CECS Home | ANU Home | Search ANU
The Australian National University
ANU College of Engineering and Computer Science
School of Computer Science
Printer Friendly Version of this Document

UniSAFE

COMP2300 - Assignment 3

COMP2300

Semester 1, 2009: Assignment 3

Deadline: noon Friday 29 May


Please read the complete assignment specifications carefully.
(Please report any errors, mistakes and ambiguities to the course lecturer)

This assignment is worth 8% of your total course mark. It will be marked out of 32 as indicated below.


The estimated time we expect you to spend on this assignment is around 8 hours in total (1 hour per 4 assignment marks).

Submission

This can be done using the submit comp2300 ass3 ... command (or the submit comp6300 ass2 ... command, if you have a COMP6300 enrollment).

The file names which you should use (and the only ones that will be accepted by the submit command) are:

    memhier.txt
    shuffle2.c
The submitted files must include, at the beginning, a completed preamble. The proforma for this can be found in the file:

      /dept/dcs/comp2300/public/standard_preamble.txt

You have to copy the preamble from this file into the top of each file you intend to submit, and then complete your details. By submitting a file containing a completed preamble, you are making a declaration about the work you have submitted (see the text of the declaration in the preamble files. If you need to modify the text, e.g. you did in fact receive substantial assistance from another student, you should modify the text to say so).

Any file submitted without a completed preamble will be rejected without being marked.

Note you can submit any file multiple times, including after the deadline has expired. Note that if you submit any file after the deadline your entire submission will be considered as late and will attract a late penalty.

Extensions

See http://cs.anu.edu.au/student/comp2300/assessment.php.

Late Penalties

Late penalties are as follows
How LatePenalty from 32 Marks
<=1 hour-1
<=6 hour-2
<=24 hours-4
<=48 hours-8
<=72 hours-16
> 72 hours-32 (forget it!)

Late penalties apply even if you submit just one file after the deadline.

Plagiarism

See http://cs.anu.edu.au/student/comp2300/assessment.php.

Experiments on the Memory Hierarchy

In this assignment, your report containing answers to the questions below go into a file called memhier.txt (make sure you include, at the beginning, a completed preamble based on the standard_preamble.txt file).

Note that the text (especially Bryant) may be useful for some of the more questions from Section 1.

The machine wallaman.anu.edu.au is an 1.2 GHz UltraSPARC T2 with approximately 8 GB of physical memory and a 4 MB L2 cache (16-way set associative, 64 byte lines). It can be assumed that it has a 48-bit virtual address space with 8 KB pages (this is its normal mode of operation). Note that the T2 is a 64-bit machine.

### Task material

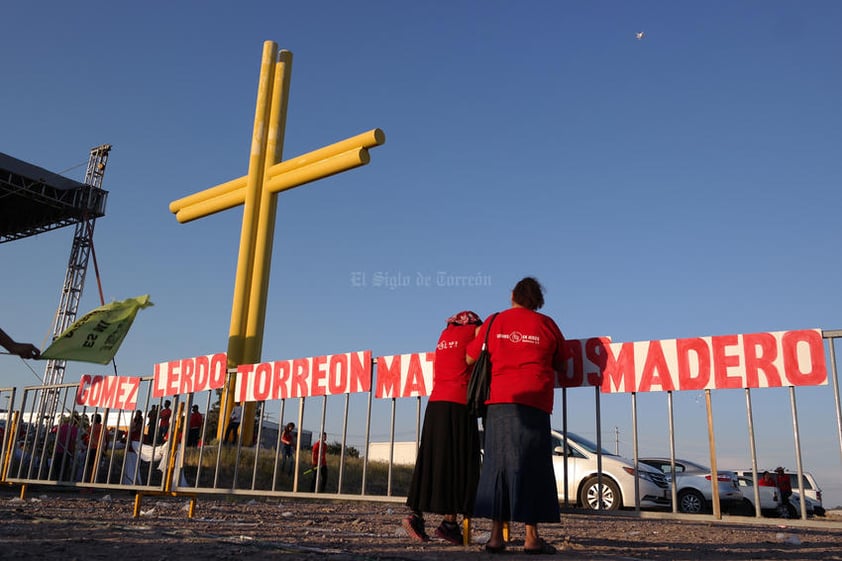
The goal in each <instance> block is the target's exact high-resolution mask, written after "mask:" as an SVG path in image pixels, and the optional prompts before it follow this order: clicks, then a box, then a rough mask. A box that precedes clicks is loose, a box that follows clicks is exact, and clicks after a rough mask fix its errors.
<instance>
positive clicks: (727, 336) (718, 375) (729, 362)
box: [710, 335, 743, 390]
mask: <svg viewBox="0 0 842 561" xmlns="http://www.w3.org/2000/svg"><path fill="white" fill-rule="evenodd" d="M710 343H711V354H712V355H713V356H712V363H713V381H714V387H715V388H717V389H720V390H724V389H732V390H733V389H739V388H741V387H743V381H742V379H741V378H740V377H739V376H730V375H729V374H728V369H729V368H732V367H738V366H740V355H739V354H736V352H737V350H738V349H735V350H733V351H731V354H729V351H728V349H727V347H738V346H739V340H738V339H737V336H736V335H717V336H714V337H711V338H710Z"/></svg>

### Task requirements
a) Answer these questions using the COMP2300 assignment page, one answer per line, marked the same way:
(i) What share of the total course mark is the assignment worth?
(ii) What penalty applies to a submission that is no more than 24 hours late?
(iii) How large is the L2 cache on wallaman.anu.edu.au?
b) Repeat every line of the records exactly, but leave the pictures out.

### Task results
a)
(i) 8%
(ii) 4 marks out of 32
(iii) 4 MB

b)
The goal in each <instance> block is the target's exact high-resolution mask, written after "mask:" as an SVG path in image pixels, and the optional prompts before it follow this order: clicks, then a box, then a rough mask. A box that precedes clicks is loose, a box that follows clicks is exact, and clicks after a rough mask fix its errors.
<instance>
positive clicks: (727, 336) (718, 375) (729, 362)
box: [710, 335, 743, 390]
mask: <svg viewBox="0 0 842 561" xmlns="http://www.w3.org/2000/svg"><path fill="white" fill-rule="evenodd" d="M710 343H711V354H712V355H713V356H712V363H713V381H714V387H715V388H717V389H720V390H724V389H732V390H733V389H739V388H741V387H743V381H742V379H741V378H740V377H739V376H730V375H729V374H728V369H729V368H732V367H738V366H740V355H739V354H736V352H737V350H738V349H735V350H733V351H731V354H729V351H728V349H727V347H738V346H739V340H738V339H737V336H736V335H717V336H714V337H711V338H710Z"/></svg>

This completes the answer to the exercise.